▶ [Input data]:
"""
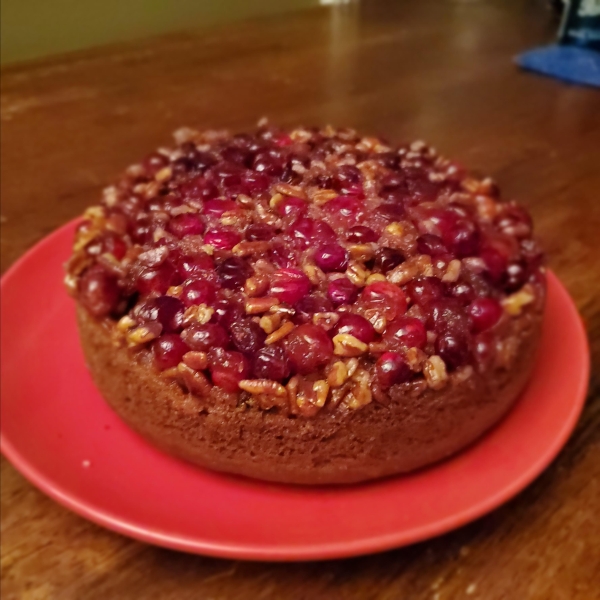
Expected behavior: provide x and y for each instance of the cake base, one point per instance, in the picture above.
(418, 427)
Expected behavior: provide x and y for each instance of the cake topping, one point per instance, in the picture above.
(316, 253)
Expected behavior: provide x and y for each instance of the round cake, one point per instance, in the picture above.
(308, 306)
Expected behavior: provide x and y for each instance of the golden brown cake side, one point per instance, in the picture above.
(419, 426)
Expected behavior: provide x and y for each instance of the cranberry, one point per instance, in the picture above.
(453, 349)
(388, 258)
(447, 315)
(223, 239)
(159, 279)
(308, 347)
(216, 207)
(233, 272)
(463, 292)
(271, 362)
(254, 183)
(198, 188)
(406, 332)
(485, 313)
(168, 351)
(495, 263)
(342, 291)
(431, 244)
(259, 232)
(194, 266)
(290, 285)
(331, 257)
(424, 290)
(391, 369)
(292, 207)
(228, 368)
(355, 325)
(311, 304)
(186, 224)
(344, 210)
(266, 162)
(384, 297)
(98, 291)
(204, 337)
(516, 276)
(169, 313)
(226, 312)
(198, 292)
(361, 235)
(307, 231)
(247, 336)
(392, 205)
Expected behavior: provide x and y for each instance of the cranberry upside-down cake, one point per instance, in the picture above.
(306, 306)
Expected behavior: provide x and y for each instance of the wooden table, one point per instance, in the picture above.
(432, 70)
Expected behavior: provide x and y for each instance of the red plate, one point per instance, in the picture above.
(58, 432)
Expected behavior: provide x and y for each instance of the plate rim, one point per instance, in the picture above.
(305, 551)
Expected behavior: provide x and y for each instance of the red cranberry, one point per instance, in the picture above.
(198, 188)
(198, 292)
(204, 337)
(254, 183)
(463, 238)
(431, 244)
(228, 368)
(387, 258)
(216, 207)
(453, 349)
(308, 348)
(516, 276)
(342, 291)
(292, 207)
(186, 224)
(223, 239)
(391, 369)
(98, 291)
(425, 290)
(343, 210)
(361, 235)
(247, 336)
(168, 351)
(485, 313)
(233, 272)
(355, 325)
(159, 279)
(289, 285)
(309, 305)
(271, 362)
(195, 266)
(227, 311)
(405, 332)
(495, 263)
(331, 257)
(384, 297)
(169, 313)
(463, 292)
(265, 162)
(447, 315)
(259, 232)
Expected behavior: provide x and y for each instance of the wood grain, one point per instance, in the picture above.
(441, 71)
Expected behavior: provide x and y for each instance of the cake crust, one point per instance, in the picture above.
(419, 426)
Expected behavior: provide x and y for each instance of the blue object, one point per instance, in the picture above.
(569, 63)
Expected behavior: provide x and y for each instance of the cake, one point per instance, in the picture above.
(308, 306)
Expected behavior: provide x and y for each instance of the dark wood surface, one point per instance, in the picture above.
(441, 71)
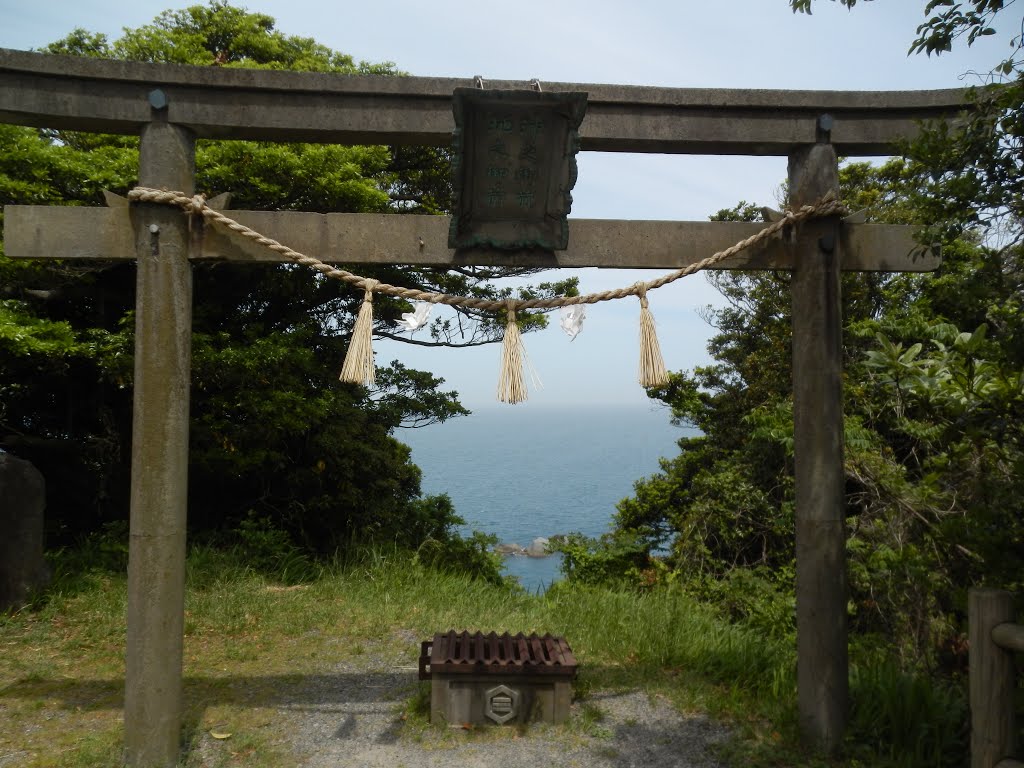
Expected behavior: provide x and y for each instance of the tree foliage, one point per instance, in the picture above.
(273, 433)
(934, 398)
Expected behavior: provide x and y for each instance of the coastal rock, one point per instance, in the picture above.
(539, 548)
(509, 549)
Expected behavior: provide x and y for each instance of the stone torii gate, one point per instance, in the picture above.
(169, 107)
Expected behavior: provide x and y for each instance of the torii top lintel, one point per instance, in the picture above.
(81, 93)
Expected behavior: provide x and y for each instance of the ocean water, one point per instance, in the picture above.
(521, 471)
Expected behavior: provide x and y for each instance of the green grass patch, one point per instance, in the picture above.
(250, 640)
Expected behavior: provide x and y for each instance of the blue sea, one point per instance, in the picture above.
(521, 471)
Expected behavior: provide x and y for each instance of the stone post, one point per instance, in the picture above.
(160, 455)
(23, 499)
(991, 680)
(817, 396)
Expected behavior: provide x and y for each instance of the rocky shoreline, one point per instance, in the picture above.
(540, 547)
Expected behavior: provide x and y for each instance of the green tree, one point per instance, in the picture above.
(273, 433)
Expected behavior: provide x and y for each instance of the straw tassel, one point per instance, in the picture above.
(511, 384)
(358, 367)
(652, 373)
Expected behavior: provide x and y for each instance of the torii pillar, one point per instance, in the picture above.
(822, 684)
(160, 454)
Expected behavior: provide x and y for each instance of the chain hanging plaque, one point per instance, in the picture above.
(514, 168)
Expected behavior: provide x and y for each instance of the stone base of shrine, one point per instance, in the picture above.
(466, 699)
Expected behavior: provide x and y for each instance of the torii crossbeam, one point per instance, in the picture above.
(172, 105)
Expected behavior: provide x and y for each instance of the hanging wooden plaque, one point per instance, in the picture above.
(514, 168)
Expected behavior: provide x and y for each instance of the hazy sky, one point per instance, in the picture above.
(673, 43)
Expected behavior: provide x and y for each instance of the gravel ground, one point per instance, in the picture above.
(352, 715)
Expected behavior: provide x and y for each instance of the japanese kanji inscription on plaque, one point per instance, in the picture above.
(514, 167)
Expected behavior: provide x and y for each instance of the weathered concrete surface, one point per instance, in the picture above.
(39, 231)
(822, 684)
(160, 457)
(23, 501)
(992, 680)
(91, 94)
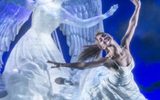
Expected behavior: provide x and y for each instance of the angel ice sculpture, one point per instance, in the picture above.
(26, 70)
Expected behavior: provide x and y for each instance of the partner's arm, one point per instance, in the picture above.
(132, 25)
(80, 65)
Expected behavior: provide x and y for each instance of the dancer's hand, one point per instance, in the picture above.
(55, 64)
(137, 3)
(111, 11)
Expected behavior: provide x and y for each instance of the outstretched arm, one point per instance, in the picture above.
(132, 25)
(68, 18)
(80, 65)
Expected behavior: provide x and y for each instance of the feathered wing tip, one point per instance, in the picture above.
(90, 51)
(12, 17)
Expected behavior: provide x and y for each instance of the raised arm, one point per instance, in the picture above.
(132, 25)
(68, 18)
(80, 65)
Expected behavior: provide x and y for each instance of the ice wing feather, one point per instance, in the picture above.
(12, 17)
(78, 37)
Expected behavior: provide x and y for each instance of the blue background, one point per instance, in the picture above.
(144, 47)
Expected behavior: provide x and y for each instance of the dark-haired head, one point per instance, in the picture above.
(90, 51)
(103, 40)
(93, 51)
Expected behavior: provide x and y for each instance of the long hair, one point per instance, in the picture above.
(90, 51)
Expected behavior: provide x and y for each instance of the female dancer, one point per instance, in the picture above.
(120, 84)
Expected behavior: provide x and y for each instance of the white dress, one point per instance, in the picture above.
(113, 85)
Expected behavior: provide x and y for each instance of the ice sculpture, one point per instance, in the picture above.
"""
▶ [Directions]: Restate all the material verbatim; omit every picture.

▶ [Response to this task]:
Expected behavior: provide x and y for each instance of the cake base, one point per instance, in the picture above.
(418, 427)
Expected behavior: provide x and y for each instance of the cake topping, one point per instance, in the picture above.
(316, 253)
Expected behavior: provide x and y for each instance of the round cake, one point per instance, in the picture above.
(308, 306)
Expected behavior: provide x and y for each instance of the golden brown cake side, one point per instance, in the picture above.
(419, 426)
Expected behavior: provide x and y for each instance of the cranberry, one point per instance, in the picture above.
(453, 349)
(388, 258)
(447, 315)
(223, 239)
(159, 279)
(308, 347)
(216, 207)
(233, 272)
(463, 292)
(271, 362)
(254, 183)
(198, 188)
(406, 332)
(485, 313)
(168, 351)
(495, 263)
(342, 291)
(431, 244)
(259, 232)
(194, 266)
(290, 285)
(331, 257)
(424, 290)
(391, 369)
(292, 207)
(228, 368)
(355, 325)
(311, 304)
(186, 224)
(344, 210)
(266, 162)
(384, 297)
(98, 291)
(204, 337)
(516, 276)
(169, 313)
(226, 312)
(198, 292)
(361, 235)
(307, 231)
(247, 336)
(392, 205)
Expected behavior: provide x and y for each instance of the cranberry upside-down cake, one point per instance, in the picture above.
(306, 306)
Expected behavior: provide x and y for each instance of the wooden table, one point per instance, in the picture above.
(432, 70)
Expected behavior: provide x and y for each instance of the red plate, one point per instance, in the picture above.
(58, 432)
Expected behavior: provide x and y for each instance of the plate rim, one point per instance, in the picture above.
(305, 551)
Expected behavior: provide x and y for each instance of the red cranberry, one point per instance, in the picture above.
(198, 188)
(198, 292)
(204, 337)
(254, 183)
(463, 238)
(431, 244)
(228, 368)
(387, 258)
(216, 207)
(453, 349)
(308, 348)
(516, 276)
(342, 291)
(292, 207)
(186, 224)
(223, 239)
(391, 369)
(98, 291)
(425, 290)
(343, 210)
(361, 235)
(247, 336)
(168, 351)
(485, 313)
(233, 272)
(355, 325)
(159, 279)
(289, 285)
(309, 305)
(271, 362)
(195, 266)
(227, 311)
(405, 332)
(495, 263)
(331, 257)
(384, 297)
(169, 313)
(463, 292)
(265, 162)
(447, 315)
(259, 232)
Expected behavior: provide x and y for each instance of the wood grain, one point per instance, in the picture above.
(441, 71)
Expected behavior: provide x and y for each instance of the cake crust, one point per instance, in the picture above.
(419, 426)
Expected behavior: provide x and y for each instance of the blue object, one point per instance, in the picture above.
(569, 63)
Expected behavior: provide x and y for each instance of the cake, one point per instance, in the picture above.
(308, 306)
Expected behavior: provide x and y for each instance of the dark wood surface, one point per instance, in the picture above.
(441, 71)
Expected behavior: provide x and y for each instance of the tree foliage, one point per instance, in the picture above.
(273, 433)
(934, 398)
Expected behavior: provide x and y for each instance of the coastal rock, one point per instance, in the picture above.
(539, 548)
(509, 549)
Expected behavior: provide x and y for each instance of the stone torii gate, one point per instance, in the picture above.
(169, 107)
Expected behavior: provide x and y for each instance of the torii top lintel, one point per instance, in the picture above.
(81, 93)
Expected behavior: provide x and y for each instance of the ocean water, one point per instance, in the picture above.
(521, 471)
Expected behavior: provide x and y for each instance of the green grass patch, one point per instance, in the picture above.
(250, 640)
Expected behavior: provide x and y for each instance of the blue sea, one point per instance, in the picture above.
(521, 471)
Expected behavior: provide x and y for each instance of the stone post, one point per instance, in the picture above.
(160, 455)
(23, 499)
(991, 680)
(817, 396)
Expected behavior: provide x and y for each instance of the rocky shoreline, one point per instance, in the picture above.
(540, 547)
Expected behavior: provide x and y for each instance of the green tree, one point per instance, in the picture above.
(273, 433)
Expected behavior: provide x and y for each instance of the straw tassel, one point per instance, in the picture above.
(511, 384)
(358, 367)
(652, 373)
Expected behavior: provide x and y for each instance of the torii pillar, one point per instance, in the picture above.
(822, 684)
(160, 454)
Expected behavior: provide x and y for each instance of the chain hanging plaque, one point per instance, in the picture above.
(514, 168)
Expected behavior: provide x and y for each instance of the stone base of shrine, one point per instance, in the picture above.
(466, 699)
Expected behavior: provide x and y for each instance of the torii crossbeam, one point per instance, in the picture above.
(172, 105)
Expected behavior: provide x and y for each instance of the hanging wooden plaque, one point per instance, in the picture above.
(514, 168)
Expected behavior: provide x and y for each instance of the hazy sky, one point per instance, in the picture above.
(673, 43)
Expected behavior: provide x and y for each instance of the gravel ground, one point per instance, in the picture above.
(352, 715)
Expected behavior: provide x and y for each instance of the japanese kanji inscription on plaque, one point per instance, in the picture above.
(514, 167)
Expected behavior: provide x and y for each instance of the weathered concrete surface, one point per instance, in the picture above.
(39, 231)
(822, 684)
(160, 457)
(23, 501)
(992, 680)
(91, 94)
Expected behavior: provide x and y for each instance of the angel ice sculpture, one point per instance, in the picture above.
(26, 70)
Expected behavior: provide x and y for each instance of the partner's arm, one point per instance, in the picture above.
(132, 25)
(80, 65)
Expected behavior: provide x and y for each instance of the dancer's hand, one point per instance, in the picture above.
(55, 64)
(137, 3)
(111, 11)
Expected behavior: provide x and y for each instance of the outstretched arm, one point per instance, in the picture above.
(132, 25)
(68, 18)
(80, 65)
Expected behavior: provide x and y for each instance of the feathered wing tip, one point per instance, in the picture above.
(90, 51)
(12, 17)
Expected behavior: provide x and y for each instance of the raised arm, one point per instance, in the picture above.
(132, 25)
(68, 18)
(80, 65)
Expected behavior: provide x and y for each instance of the ice wing feather, one point per instance, in the picture above.
(12, 17)
(78, 37)
Expected behavior: provide x and y for each instance of the blue background, one point per instance, in the picture above.
(144, 47)
Expected behavior: provide x and y for each instance of the dark-haired head, one point per instance, in the picture above.
(90, 51)
(103, 40)
(93, 51)
Expected behavior: provide x and y for each instance of the long hair, one point per instance, in the picture above.
(90, 51)
Expected behavior: provide x and y for each instance of the female dancer, one point per instance, in the picture above.
(120, 84)
Expected behavior: provide x and y for each instance of the white dress, one point per instance, in the picture above.
(113, 85)
Expected behavior: provide x and y for each instance of the ice sculpture, one point per instance, in the picture above.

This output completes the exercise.